[The data]:

────

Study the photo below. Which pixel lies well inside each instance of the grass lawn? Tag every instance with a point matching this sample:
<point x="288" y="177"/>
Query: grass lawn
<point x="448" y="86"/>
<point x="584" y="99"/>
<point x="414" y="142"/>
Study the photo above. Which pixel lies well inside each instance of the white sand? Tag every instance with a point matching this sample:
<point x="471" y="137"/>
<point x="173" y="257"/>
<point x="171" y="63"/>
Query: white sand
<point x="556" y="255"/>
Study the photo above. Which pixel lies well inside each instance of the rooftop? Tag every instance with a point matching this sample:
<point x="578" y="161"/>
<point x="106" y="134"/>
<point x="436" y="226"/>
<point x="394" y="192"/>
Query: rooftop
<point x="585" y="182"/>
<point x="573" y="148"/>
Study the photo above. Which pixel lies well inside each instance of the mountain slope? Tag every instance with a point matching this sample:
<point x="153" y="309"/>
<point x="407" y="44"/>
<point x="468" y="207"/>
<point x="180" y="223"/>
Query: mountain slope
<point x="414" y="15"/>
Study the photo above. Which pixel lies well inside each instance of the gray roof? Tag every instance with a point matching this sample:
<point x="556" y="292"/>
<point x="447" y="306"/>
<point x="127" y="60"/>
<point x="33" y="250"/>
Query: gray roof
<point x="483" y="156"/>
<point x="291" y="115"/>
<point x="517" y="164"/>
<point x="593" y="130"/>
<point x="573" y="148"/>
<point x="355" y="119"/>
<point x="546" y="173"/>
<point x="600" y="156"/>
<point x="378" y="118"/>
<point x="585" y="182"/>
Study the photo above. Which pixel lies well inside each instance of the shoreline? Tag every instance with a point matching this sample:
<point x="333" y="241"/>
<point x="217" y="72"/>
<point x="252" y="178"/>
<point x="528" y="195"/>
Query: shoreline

────

[Written exercise]:
In the entries above, find the line containing "of the white". Set down that line and every line after it through the last one, exactly and alone.

[Output]:
Study the photo above. Which pixel lies well inside each instance of the white sand? Tag every instance with a point matching this sample:
<point x="471" y="137"/>
<point x="173" y="257"/>
<point x="171" y="63"/>
Query: white sand
<point x="556" y="255"/>
Study the photo above. Which pixel lies well inside each instance of the rooftop? Tag every instance with a point matching this sample:
<point x="578" y="161"/>
<point x="106" y="134"/>
<point x="436" y="226"/>
<point x="394" y="192"/>
Query: rooftop
<point x="585" y="182"/>
<point x="573" y="148"/>
Study the photo above. Which pixel lies well inside each instance of the mountain slope? Tag every instance with a point matching this sample:
<point x="153" y="309"/>
<point x="407" y="44"/>
<point x="468" y="207"/>
<point x="180" y="223"/>
Query: mountain slope
<point x="414" y="15"/>
Study the photo above. Which pixel lies well inside each instance of the gray roof? Tag every instance with a point matching this sample:
<point x="556" y="292"/>
<point x="447" y="306"/>
<point x="127" y="60"/>
<point x="33" y="250"/>
Query: gray roof
<point x="483" y="156"/>
<point x="291" y="115"/>
<point x="517" y="164"/>
<point x="593" y="130"/>
<point x="573" y="148"/>
<point x="355" y="119"/>
<point x="546" y="173"/>
<point x="600" y="156"/>
<point x="378" y="118"/>
<point x="585" y="182"/>
Study the photo above. Which pixel lies well inside each instance of the shoreline? Tag every instance with a point matching this sample:
<point x="333" y="241"/>
<point x="217" y="72"/>
<point x="252" y="178"/>
<point x="528" y="195"/>
Query: shoreline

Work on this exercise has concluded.